*To do:* Convert the records below into a JSON list of strings, with one string per line and no blank lines. Leave the pictures out of the list.

[Point annotation dataset records]
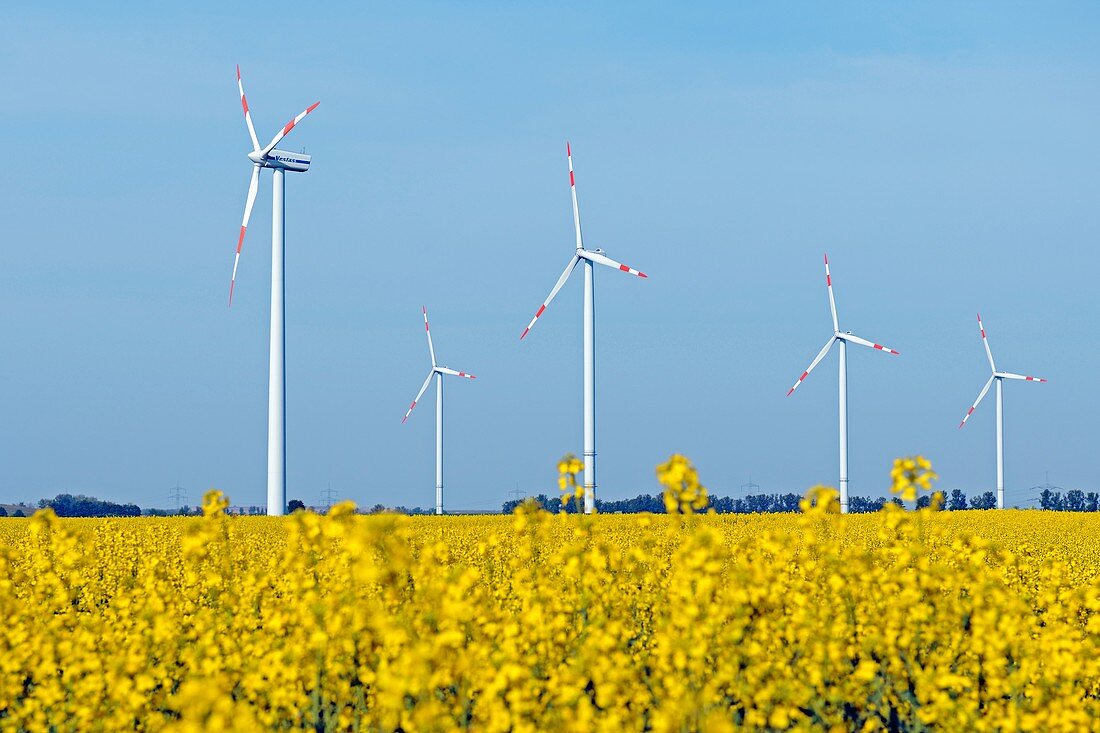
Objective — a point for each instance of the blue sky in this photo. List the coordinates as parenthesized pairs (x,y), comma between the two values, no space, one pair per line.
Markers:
(944,154)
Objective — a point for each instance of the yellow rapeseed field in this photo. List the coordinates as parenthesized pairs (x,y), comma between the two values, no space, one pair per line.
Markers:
(536,622)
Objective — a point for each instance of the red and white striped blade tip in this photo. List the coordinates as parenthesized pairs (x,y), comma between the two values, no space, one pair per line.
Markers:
(796,384)
(967,416)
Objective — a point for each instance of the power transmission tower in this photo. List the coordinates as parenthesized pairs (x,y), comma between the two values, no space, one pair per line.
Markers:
(329,495)
(177,493)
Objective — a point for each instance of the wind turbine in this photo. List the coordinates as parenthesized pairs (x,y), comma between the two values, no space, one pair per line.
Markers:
(278,161)
(842,338)
(996,376)
(438,372)
(590,258)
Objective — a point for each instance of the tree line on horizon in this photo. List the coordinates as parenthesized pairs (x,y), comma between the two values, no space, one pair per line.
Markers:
(1074,500)
(955,500)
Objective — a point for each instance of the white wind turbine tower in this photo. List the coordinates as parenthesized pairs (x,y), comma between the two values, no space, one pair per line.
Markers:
(438,372)
(997,376)
(590,258)
(840,338)
(278,161)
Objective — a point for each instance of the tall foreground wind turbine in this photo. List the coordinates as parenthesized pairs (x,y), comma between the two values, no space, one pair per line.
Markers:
(997,376)
(278,161)
(590,258)
(842,339)
(438,372)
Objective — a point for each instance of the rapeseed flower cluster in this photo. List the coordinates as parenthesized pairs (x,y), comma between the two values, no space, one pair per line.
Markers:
(683,493)
(534,622)
(569,467)
(911,476)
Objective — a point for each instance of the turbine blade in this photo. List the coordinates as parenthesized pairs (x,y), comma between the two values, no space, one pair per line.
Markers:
(985,342)
(455,373)
(817,359)
(600,259)
(572,190)
(244,225)
(870,345)
(248,117)
(832,301)
(1010,375)
(561,281)
(427,330)
(975,405)
(419,394)
(287,128)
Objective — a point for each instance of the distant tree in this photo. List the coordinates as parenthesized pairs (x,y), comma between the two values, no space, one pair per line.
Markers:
(987,500)
(80,505)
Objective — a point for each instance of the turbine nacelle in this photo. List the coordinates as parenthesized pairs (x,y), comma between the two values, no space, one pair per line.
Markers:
(264,157)
(282,160)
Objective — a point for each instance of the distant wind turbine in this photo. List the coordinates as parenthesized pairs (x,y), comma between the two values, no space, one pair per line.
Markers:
(590,258)
(438,372)
(278,161)
(842,339)
(997,376)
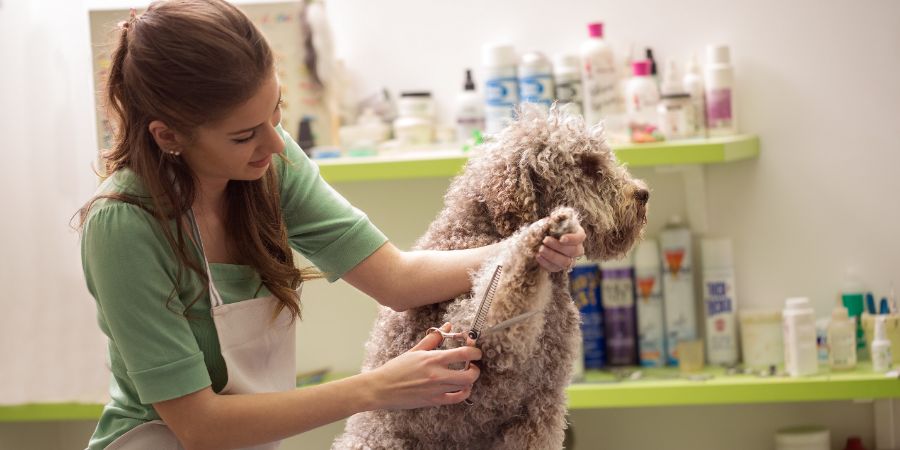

*Answer to the problem:*
[
  "Objective — a point for each instance of the blue sky in this photo. List the coordinates as parenthesized pairs (x,y), comma between the two values, no space, one pair per line.",
  "Markers:",
  "(944,154)",
  "Objective — a point for each instance of the yellow rapeseed field in this photo. List the coordinates as parenthesized pairs (x,y), comma between the two values, no space, one pair per line.",
  "Markers:",
  "(536,622)",
  "Objective — a point for each instance of the red and white striped blade tip in this photo. List the coordinates as parenthesized pairs (x,y), comma between the two values, no space, one pair per line.",
  "Markers:",
  "(796,384)",
  "(967,416)",
  "Objective — a point for each instance of the power transmission tower in this photo. List the coordinates as parenthesized pairs (x,y), comma between the two values, no space, one pair per line.",
  "Markers:",
  "(329,495)",
  "(177,493)",
  "Objective — a point for each instance of the wind turbine in this photo. List the coordinates as parenthesized pairs (x,y), comma between the two values, no space, one pair per line.",
  "Markers:",
  "(278,161)",
  "(842,338)",
  "(996,376)",
  "(438,372)",
  "(590,258)",
  "Objective — a point for each instance of the tree line on horizon in this photo. List the coordinates as parenthesized pairs (x,y), comma between the two values, no space, one pair per line.",
  "Markers:",
  "(1074,500)",
  "(955,500)",
  "Objective — a point for each instance of the white wind turbine tower in this photo. List the coordinates as parenthesized pairs (x,y), comma between the two values, no space, one pair per line.",
  "Markers:",
  "(438,372)",
  "(997,376)",
  "(590,258)",
  "(840,338)",
  "(278,161)",
  "Objective — a point for each instance of the tall foreground wind turbine in this photo. List the coordinates as parenthesized pairs (x,y), comma between the two values, no space, one pair per line.",
  "Markers:",
  "(997,376)",
  "(278,161)",
  "(590,258)",
  "(842,339)",
  "(438,372)",
  "Objective — a point for each instance of the rapeseed flower cluster in this photo. List the coordinates as parenthesized pairs (x,y), comma between the two values, no space, one pair per line.",
  "Markers:",
  "(683,493)",
  "(534,622)",
  "(569,467)",
  "(911,476)",
  "Objective — a point for each instance of the turbine blade in this photo. List the coordinates as parenthesized pairs (x,y), comma between the two values, no space, one pair per line.",
  "Markers:",
  "(985,342)",
  "(455,373)",
  "(817,359)",
  "(600,259)",
  "(572,190)",
  "(244,225)",
  "(870,345)",
  "(248,117)",
  "(832,301)",
  "(1010,375)",
  "(561,281)",
  "(427,330)",
  "(975,405)",
  "(419,394)",
  "(287,128)",
  "Objective — a point for each instance of the distant tree in this photo. List the coordinates as parenthesized pairs (x,y), comma between the two values, no space, one pair per line.",
  "Markers:",
  "(987,500)",
  "(80,505)",
  "Objective — a point for each instance of the turbine nacelle in this photo. List the coordinates as parenthesized pairs (x,y), comma between the two values, no space, one pair per line.",
  "Markers:",
  "(264,157)",
  "(282,160)",
  "Objective — a point for each instance of the distant wind turbine in this photo. List the coordinates as parenthesized pairs (x,y), comma between the two values, no space, one pair per line.",
  "Markers:",
  "(590,258)",
  "(438,372)",
  "(278,161)",
  "(842,339)",
  "(997,376)"
]